** Material for this task follows **

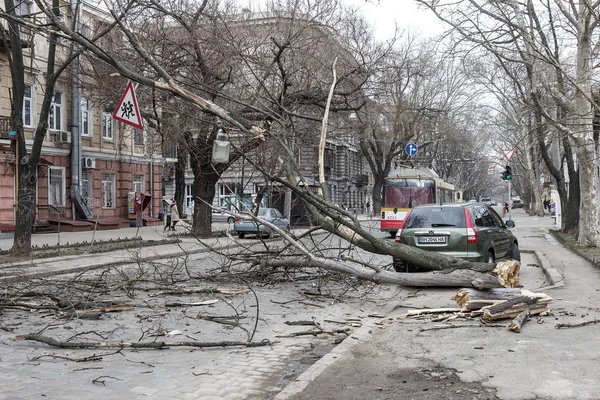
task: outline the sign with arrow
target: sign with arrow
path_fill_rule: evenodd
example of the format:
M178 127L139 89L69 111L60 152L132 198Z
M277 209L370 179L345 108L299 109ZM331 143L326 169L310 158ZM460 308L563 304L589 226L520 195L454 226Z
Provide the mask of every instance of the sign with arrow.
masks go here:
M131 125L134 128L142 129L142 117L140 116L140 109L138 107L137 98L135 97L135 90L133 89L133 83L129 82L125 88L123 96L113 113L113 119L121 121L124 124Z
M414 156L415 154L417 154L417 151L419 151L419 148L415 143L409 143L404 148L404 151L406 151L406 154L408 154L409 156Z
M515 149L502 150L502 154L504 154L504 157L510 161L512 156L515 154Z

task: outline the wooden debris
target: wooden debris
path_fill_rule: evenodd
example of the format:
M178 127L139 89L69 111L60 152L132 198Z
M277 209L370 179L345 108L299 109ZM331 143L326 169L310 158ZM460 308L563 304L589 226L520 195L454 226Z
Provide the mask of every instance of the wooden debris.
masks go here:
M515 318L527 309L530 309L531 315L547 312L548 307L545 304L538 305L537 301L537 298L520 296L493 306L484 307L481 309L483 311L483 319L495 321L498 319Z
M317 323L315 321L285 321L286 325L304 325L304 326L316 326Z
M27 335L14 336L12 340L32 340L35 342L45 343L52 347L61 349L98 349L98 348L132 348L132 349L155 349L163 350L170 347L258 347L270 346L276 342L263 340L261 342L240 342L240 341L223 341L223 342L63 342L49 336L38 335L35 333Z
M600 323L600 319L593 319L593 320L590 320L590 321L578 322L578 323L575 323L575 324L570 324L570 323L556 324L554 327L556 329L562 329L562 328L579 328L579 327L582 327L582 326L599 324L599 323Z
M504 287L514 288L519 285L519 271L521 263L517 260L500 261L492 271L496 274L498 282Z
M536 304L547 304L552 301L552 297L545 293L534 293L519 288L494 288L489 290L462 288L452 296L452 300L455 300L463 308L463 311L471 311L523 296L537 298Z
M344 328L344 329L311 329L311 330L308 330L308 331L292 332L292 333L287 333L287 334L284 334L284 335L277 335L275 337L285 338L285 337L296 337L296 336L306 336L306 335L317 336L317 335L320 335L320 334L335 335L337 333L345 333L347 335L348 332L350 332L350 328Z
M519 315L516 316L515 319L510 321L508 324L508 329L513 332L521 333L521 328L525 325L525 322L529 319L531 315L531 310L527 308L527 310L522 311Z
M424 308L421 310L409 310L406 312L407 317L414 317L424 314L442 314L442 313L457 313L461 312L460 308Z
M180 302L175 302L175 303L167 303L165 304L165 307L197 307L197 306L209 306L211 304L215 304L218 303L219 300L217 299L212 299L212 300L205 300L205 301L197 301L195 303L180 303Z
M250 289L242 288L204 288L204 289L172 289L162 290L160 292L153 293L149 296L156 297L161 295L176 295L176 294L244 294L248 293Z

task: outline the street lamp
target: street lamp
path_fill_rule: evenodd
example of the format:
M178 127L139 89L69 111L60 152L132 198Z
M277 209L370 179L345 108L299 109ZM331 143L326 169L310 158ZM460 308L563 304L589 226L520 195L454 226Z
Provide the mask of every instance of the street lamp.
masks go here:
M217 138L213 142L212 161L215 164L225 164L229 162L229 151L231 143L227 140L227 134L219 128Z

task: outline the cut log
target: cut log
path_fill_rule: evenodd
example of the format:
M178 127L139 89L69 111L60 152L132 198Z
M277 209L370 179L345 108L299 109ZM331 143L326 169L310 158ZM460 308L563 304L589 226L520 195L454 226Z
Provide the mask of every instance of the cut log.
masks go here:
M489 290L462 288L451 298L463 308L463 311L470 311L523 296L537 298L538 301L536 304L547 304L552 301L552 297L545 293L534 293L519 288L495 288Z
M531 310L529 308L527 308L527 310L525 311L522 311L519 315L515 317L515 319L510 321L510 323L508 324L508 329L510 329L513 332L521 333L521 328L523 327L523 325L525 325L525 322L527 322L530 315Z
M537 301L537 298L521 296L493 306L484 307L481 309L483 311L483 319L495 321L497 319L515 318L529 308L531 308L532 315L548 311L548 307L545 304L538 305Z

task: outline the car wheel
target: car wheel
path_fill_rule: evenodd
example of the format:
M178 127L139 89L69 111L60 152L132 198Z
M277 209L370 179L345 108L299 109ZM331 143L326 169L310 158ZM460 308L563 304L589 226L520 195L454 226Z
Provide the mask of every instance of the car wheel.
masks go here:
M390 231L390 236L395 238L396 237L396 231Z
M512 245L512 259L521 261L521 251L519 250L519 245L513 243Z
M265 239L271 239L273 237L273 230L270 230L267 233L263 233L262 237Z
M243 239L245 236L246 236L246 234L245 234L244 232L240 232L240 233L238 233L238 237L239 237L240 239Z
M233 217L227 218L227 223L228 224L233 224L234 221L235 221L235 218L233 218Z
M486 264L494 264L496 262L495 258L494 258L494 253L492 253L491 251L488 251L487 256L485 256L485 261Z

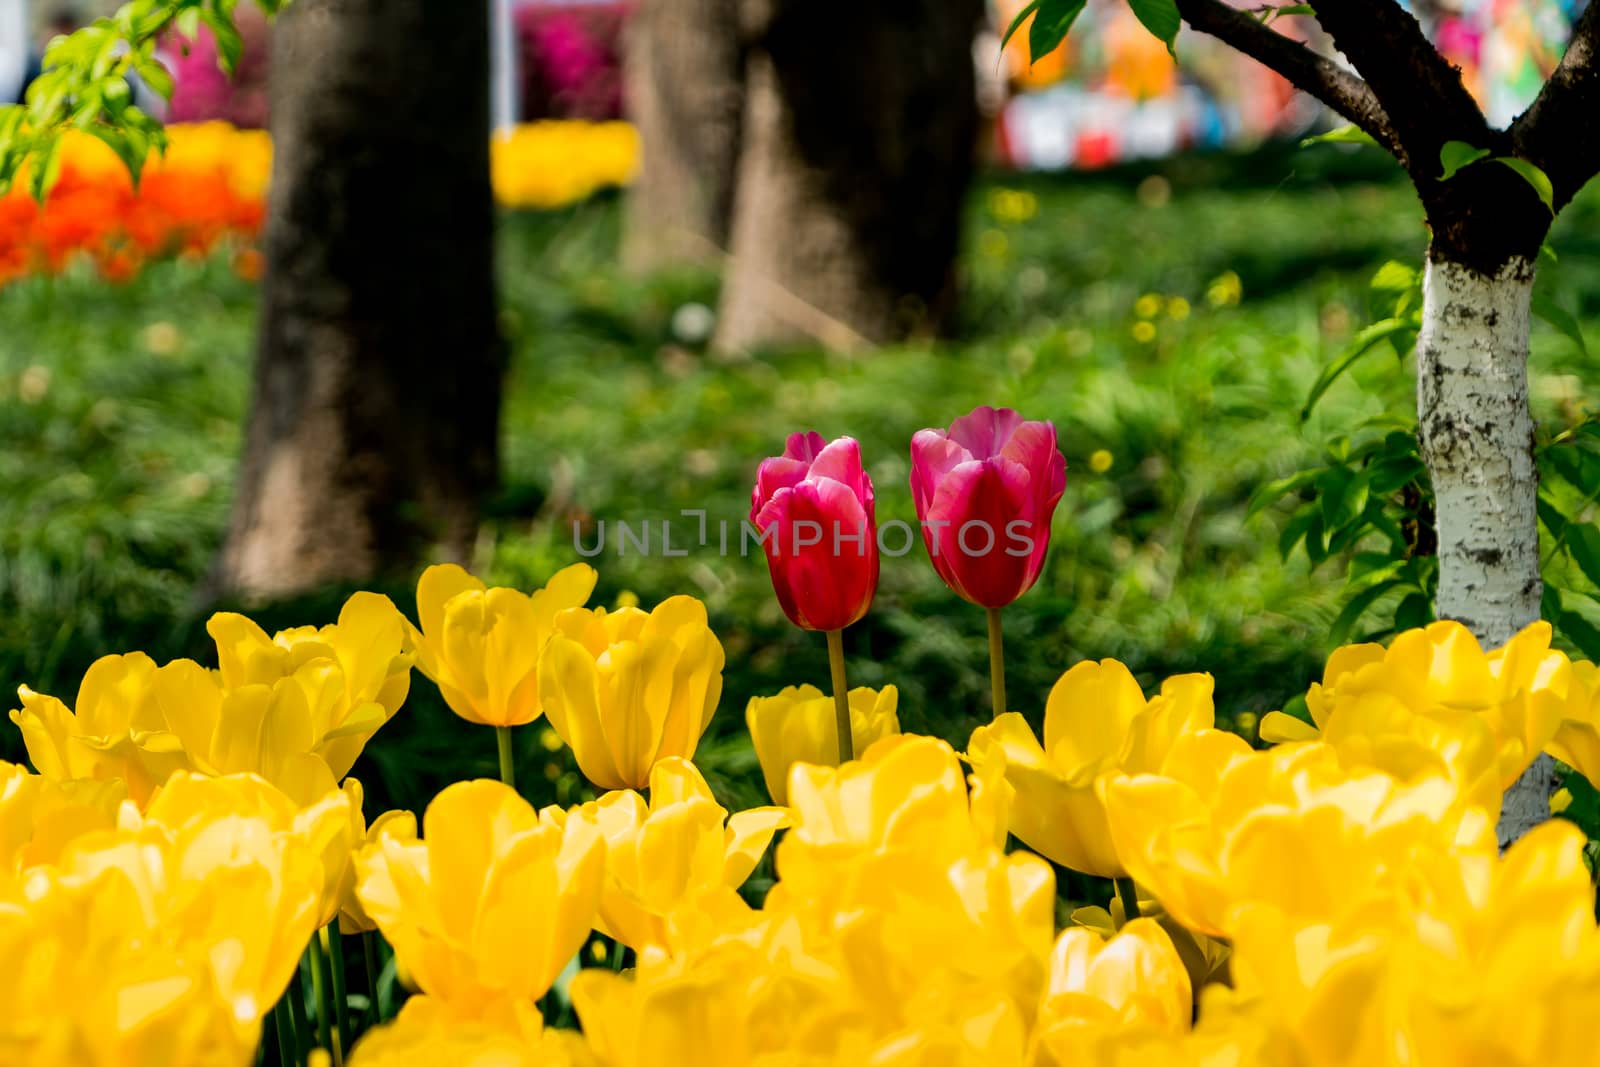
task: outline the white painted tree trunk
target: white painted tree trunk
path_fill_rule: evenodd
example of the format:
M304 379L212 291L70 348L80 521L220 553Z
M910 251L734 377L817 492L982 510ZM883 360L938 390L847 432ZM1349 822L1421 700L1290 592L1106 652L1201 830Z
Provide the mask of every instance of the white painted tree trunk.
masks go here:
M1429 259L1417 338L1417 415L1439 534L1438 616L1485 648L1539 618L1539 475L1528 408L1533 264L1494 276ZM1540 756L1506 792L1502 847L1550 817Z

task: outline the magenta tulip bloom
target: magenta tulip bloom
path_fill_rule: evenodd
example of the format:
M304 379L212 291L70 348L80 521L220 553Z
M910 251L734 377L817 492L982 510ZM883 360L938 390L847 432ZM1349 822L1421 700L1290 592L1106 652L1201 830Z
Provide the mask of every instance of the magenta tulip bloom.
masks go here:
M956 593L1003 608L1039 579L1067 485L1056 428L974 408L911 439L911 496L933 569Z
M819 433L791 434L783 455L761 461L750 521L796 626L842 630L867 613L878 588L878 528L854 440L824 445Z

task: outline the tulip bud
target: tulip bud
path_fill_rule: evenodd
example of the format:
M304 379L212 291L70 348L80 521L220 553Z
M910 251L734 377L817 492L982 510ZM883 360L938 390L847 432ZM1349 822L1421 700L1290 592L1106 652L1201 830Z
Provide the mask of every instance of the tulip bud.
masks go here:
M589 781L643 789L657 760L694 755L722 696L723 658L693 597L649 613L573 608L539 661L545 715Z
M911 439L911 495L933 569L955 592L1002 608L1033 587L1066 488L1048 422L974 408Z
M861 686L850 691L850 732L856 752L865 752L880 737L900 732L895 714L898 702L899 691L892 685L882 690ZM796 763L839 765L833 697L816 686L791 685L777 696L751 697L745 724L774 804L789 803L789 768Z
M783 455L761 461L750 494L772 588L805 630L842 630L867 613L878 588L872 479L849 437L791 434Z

** End of Material for this task **
** Material for this task follows **

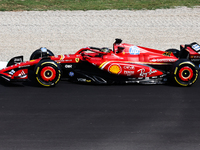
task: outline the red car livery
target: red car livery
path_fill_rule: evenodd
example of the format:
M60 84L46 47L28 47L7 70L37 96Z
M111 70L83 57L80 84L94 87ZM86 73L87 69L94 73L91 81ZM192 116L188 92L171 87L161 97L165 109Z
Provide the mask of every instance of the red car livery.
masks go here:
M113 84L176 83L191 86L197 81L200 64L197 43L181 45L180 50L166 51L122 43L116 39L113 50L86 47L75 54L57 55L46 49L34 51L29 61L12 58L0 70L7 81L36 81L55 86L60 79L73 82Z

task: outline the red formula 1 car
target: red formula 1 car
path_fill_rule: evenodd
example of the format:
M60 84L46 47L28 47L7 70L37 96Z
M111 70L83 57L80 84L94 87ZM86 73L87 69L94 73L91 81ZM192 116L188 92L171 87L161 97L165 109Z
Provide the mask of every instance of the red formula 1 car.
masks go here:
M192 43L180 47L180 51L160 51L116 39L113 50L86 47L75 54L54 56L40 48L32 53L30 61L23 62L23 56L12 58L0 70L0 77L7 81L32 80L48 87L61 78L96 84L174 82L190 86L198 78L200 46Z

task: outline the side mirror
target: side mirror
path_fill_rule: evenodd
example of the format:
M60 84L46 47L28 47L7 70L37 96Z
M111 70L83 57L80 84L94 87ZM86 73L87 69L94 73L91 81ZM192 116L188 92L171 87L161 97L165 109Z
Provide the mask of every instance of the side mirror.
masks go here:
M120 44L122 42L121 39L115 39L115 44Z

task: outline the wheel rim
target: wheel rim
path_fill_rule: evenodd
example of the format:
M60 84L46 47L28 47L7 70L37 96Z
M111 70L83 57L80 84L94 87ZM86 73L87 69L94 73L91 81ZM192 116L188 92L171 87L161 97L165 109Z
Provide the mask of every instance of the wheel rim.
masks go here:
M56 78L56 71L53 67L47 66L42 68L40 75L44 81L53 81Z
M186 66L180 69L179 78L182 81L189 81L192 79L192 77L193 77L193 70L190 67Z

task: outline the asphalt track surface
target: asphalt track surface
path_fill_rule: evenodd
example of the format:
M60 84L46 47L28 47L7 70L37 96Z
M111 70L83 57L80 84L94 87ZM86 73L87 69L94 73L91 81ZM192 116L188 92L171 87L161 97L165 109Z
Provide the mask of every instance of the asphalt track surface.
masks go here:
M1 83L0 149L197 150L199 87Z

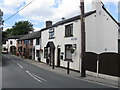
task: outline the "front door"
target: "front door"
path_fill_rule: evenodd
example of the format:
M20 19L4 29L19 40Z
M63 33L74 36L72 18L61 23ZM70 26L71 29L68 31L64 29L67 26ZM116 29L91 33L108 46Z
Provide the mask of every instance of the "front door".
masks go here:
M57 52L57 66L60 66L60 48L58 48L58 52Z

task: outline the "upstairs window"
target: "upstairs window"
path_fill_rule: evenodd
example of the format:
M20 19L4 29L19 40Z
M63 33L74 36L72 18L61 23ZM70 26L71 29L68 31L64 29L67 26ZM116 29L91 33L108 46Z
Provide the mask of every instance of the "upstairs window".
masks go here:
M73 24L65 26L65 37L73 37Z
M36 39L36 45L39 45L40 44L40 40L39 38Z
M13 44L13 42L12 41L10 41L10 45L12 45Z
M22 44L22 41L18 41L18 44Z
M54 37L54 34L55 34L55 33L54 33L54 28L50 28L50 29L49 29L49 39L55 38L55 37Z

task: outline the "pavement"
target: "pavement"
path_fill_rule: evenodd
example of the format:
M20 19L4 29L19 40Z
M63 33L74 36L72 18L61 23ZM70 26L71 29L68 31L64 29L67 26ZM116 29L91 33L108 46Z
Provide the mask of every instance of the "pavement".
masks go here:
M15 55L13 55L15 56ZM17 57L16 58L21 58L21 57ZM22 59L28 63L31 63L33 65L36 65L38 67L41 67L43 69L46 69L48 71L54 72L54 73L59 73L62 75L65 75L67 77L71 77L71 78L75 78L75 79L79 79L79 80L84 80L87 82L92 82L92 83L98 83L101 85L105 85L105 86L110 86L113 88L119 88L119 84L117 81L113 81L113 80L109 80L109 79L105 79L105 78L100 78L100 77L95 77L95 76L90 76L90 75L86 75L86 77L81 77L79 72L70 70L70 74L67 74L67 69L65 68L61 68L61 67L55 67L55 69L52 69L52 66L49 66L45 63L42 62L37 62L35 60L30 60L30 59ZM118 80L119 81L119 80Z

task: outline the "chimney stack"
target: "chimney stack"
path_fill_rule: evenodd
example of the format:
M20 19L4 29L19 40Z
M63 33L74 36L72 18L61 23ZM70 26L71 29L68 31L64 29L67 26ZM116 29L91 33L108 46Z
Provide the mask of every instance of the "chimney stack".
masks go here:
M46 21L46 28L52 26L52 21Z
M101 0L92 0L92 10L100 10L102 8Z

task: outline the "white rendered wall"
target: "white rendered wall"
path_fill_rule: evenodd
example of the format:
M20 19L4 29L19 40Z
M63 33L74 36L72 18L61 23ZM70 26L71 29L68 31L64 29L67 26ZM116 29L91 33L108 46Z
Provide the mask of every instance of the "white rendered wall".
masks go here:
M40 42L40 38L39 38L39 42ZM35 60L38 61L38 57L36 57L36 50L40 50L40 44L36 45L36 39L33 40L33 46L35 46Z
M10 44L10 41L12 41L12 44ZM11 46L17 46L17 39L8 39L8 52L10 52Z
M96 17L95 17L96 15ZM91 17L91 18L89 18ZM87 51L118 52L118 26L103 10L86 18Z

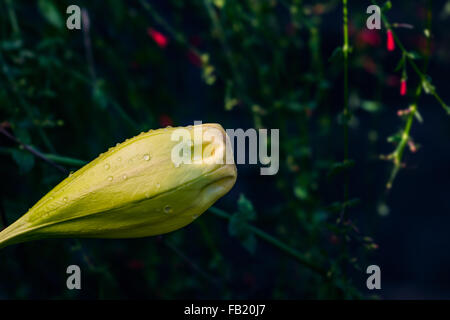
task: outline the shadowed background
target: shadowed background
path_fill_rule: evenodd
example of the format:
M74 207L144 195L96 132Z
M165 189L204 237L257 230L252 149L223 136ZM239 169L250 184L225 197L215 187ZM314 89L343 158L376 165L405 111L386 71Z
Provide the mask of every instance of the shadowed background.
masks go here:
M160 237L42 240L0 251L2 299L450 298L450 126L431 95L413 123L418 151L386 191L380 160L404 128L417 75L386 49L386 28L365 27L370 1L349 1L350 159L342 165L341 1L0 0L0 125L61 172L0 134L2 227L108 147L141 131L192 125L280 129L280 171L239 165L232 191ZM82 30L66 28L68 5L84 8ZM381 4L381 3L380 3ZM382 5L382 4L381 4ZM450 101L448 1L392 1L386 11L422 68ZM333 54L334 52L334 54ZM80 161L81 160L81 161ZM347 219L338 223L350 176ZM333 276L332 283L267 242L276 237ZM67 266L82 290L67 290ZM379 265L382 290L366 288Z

** End of Material for this task **

Copy every line of the material above in which the string "rendered" can be found.

task: outline the "white rendered wall"
target: "white rendered wall"
Provide the mask of every instance of the "white rendered wall".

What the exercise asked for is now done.